— The tasks —
a - In the text on concurrency, what does it say parallelism is about?
b - Pick up the text on concurrency after its final sentence and continue writing it.

===== Text to read =====

A world of concurrency

Story of discovery

by Valentin Kuznetsov / Cornell University

Talk outlines

  • Concurrency vs Parallelism
  • From locks to freedom
  • C++/Python vs Go/Erlang
  • Examples
A deep understanding of concurrency is hard-wired into our brains. We react to stimulation extremely quickly, in a part of the brain called the amygdala, without this reaction system we would die. Conscious thought is just too slow, by the time the thought "hit the brakes" has formed itself, we have already done it. On a motorway, I mentally track the positions of dozens, or hundreds of cars, this is done without conscious thought. If I couldn't do this I would probably be dead.

Joe Armstrong, creator of Erlang language


Concurrency vs parallelism


  • Concurrency is about dealing with lots of things at once.

    A way to structure a solution to solve a problem that may (but not necessarily) be parallelizable. For example, handling mouse, keyboard, display, and disk drivers

  • Parallelism is about doing lots of things at once.

    A way to execute given solution at once, e.g. read multiple files, perform calculations


If you have only one processor, your program can still be concurrent but it cannot be parallel. On the other hand, a well-written concurrent program might run efficiently in parallel on a multiprocessor.

===== Excerpted data =====

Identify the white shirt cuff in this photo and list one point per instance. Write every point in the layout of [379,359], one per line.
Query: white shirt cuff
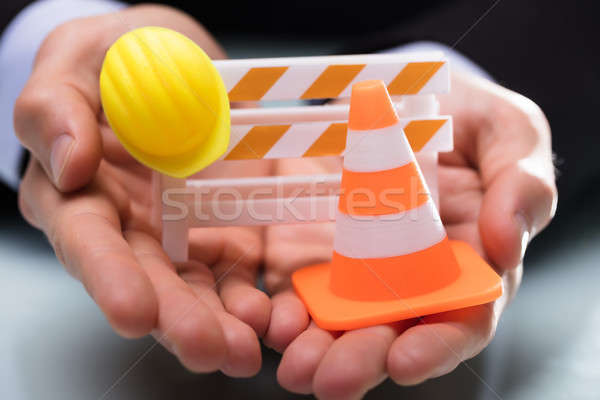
[456,59]
[18,47]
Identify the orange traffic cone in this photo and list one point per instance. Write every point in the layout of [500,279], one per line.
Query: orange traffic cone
[392,259]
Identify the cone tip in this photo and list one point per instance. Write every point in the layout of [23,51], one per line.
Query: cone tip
[371,106]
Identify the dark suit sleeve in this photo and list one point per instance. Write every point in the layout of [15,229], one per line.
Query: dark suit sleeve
[9,9]
[545,50]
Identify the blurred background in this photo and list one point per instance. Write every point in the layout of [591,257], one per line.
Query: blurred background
[55,343]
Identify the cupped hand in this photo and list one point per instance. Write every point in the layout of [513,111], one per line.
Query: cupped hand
[496,192]
[93,202]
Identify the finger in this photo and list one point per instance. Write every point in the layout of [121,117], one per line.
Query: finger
[244,353]
[85,232]
[516,205]
[56,114]
[355,363]
[301,359]
[289,319]
[234,255]
[186,325]
[439,343]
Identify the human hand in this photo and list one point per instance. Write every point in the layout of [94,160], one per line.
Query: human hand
[207,311]
[496,192]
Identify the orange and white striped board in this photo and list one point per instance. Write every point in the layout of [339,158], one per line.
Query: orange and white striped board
[327,138]
[304,78]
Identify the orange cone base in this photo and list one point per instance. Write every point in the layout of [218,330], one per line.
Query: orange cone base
[477,284]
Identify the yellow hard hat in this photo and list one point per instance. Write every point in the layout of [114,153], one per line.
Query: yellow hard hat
[165,101]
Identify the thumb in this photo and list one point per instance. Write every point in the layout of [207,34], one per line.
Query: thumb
[59,127]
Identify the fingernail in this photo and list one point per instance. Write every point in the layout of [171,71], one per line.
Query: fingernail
[525,232]
[61,149]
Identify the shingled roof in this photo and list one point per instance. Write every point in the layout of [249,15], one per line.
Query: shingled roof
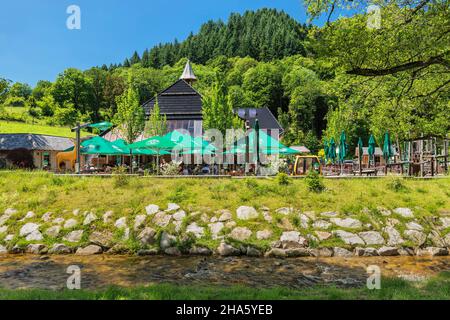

=====

— Answers to the tasks —
a - Doing lots of things at once.

b -
Rob Pike, Concurrency is not parallelism

Concurrent model example

Gophers

Concurrency vs parallelism

Concurrency is a way to structure a program by breaking it into pieces that can be executed independently.

Communication is the means to coordinate the independent executions.

This is the Erlang/Go-language model and (and others) it's based on CSP paper by C.A.R. Hoare [1978]

  • Communicating Sequential Processes (CSP) is a formal language for describing patterns of interaction in concurrent systems based on message passing via channels.

Threading model


"Classical" approach: threads, semaphors, locks: 

from threading import Thread
class Worker(Thread):
    """Thread executing tasks from a given tasks queue"""
    def __init__(self, tasks):
        Thread.__init__(self)
        self.tasks = tasks
        self.daemon = True
        self.start()
    def run(self):
        """Run thread loop."""
        while True:
            func, args, kargs = self.tasks.get()
            try:
                func(*args, **kargs)
            except Exception as exp:
                print_exc(exp)
            self.tasks.task_done()

Threading model



from Queue import Queue
class ThreadPool:
    """Pool of threads consuming tasks from a queue"""
    def __init__(self, num_threads):
        self.tasks = Queue(num_threads)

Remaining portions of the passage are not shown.